Dataset excerpts:
# # #

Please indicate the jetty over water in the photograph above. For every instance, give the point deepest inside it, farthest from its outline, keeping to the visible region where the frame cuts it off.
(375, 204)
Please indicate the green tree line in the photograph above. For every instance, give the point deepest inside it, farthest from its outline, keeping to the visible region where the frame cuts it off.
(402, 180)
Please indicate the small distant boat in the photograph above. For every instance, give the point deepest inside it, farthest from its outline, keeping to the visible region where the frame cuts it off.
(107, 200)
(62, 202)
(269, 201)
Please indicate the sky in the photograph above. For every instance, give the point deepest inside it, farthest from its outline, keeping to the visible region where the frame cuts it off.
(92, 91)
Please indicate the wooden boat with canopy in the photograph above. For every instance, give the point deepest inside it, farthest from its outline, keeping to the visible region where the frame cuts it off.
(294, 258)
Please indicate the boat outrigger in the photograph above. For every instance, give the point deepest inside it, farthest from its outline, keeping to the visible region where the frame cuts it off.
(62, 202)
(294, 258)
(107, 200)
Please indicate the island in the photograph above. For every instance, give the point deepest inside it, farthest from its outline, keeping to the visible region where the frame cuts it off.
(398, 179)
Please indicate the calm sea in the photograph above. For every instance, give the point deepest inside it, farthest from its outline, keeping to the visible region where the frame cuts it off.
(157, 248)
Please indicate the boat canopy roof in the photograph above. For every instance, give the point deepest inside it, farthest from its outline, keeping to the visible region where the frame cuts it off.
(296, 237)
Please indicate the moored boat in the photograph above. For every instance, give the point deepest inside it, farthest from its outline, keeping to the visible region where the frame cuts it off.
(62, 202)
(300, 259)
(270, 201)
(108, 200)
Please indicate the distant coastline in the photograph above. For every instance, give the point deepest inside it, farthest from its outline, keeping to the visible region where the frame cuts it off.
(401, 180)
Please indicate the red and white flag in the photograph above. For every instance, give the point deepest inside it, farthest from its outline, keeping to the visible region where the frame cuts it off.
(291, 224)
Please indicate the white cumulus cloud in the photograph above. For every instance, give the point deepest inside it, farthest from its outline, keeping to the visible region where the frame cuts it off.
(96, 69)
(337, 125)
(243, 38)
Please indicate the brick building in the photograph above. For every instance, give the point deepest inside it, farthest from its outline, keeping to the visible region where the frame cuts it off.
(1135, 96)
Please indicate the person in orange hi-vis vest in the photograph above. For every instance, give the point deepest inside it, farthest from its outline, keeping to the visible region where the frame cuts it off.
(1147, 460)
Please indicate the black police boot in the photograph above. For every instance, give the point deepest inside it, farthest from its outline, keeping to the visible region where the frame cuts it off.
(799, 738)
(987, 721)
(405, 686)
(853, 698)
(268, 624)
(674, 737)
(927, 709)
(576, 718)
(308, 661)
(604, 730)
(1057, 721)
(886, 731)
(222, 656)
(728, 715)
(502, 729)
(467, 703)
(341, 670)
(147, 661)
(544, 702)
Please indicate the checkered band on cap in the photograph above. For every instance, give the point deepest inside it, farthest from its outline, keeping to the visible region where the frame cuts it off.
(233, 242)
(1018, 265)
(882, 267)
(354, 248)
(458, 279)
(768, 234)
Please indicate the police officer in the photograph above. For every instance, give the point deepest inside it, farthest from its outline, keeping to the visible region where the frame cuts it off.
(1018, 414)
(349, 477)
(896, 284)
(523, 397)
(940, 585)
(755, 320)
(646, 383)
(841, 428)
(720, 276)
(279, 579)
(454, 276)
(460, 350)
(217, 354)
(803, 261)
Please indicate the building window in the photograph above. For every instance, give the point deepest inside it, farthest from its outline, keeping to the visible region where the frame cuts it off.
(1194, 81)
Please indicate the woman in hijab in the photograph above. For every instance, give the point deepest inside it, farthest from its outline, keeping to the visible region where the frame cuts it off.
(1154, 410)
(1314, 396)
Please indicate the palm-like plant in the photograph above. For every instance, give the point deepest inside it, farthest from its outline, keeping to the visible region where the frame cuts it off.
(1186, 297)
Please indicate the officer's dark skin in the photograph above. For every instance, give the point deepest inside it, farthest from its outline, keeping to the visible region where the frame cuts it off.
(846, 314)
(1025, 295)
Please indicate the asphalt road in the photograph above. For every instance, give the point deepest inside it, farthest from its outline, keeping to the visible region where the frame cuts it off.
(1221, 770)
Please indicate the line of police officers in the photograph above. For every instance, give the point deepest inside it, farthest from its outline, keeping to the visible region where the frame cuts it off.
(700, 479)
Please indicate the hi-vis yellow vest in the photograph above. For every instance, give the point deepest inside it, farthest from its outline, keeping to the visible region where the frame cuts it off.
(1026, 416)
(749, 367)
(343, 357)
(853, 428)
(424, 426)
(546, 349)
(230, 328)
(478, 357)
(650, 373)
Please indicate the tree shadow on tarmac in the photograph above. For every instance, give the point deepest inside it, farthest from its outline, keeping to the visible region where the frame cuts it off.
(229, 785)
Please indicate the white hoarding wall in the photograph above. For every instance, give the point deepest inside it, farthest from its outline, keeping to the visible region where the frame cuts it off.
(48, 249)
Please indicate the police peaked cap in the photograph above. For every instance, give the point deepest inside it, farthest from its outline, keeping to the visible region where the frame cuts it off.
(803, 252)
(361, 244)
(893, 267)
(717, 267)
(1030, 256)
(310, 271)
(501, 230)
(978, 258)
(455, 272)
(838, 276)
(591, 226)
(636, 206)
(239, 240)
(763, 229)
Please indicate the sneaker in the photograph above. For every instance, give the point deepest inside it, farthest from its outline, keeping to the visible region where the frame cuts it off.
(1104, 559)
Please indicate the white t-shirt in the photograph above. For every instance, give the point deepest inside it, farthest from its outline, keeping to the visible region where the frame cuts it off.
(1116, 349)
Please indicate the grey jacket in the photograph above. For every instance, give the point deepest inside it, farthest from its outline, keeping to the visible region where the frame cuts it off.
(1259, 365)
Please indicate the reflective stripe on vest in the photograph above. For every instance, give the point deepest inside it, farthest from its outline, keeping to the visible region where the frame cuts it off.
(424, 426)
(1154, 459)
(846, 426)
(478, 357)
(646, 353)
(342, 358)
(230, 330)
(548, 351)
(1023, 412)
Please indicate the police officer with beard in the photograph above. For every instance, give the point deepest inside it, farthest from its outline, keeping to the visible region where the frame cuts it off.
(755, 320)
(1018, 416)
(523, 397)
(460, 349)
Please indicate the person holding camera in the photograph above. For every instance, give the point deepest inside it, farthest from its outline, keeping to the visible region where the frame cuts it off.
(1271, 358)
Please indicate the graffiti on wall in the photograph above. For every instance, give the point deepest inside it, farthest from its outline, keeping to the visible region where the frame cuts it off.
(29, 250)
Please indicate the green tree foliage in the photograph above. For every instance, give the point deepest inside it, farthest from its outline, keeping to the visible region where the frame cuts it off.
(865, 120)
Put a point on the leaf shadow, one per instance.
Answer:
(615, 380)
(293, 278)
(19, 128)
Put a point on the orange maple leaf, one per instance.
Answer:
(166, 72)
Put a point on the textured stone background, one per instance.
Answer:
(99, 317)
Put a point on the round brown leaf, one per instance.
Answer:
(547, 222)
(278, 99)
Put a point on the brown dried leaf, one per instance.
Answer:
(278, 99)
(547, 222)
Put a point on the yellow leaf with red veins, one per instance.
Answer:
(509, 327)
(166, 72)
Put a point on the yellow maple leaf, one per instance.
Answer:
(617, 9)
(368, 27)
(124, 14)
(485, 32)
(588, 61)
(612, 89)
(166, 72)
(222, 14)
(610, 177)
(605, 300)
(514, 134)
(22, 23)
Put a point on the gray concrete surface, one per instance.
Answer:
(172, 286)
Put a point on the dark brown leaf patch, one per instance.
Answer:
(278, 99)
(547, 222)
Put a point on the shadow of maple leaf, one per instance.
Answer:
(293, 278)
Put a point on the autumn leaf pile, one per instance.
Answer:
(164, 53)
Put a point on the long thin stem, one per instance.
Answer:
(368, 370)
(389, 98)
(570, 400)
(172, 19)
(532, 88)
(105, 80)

# # #

## THE TASK:
In the entries above, find lines with "leaf" and copy each.

## EXERCISE OUTPUT:
Put a point on the leaf shadow, one per instance.
Put a point on the orange maple leaf, one per instance.
Put a point on the round brown leaf, one per instance.
Put a point on the brown dried leaf, one per instance.
Put a point on the yellow leaf with red veins, one per instance.
Put a point on the yellow maple leaf, one per instance.
Put a point on the dark brown leaf patch, one per instance.
Put a point on the shadow of maple leaf, one per instance.
Put a point on the autumn leaf pile, one per instance.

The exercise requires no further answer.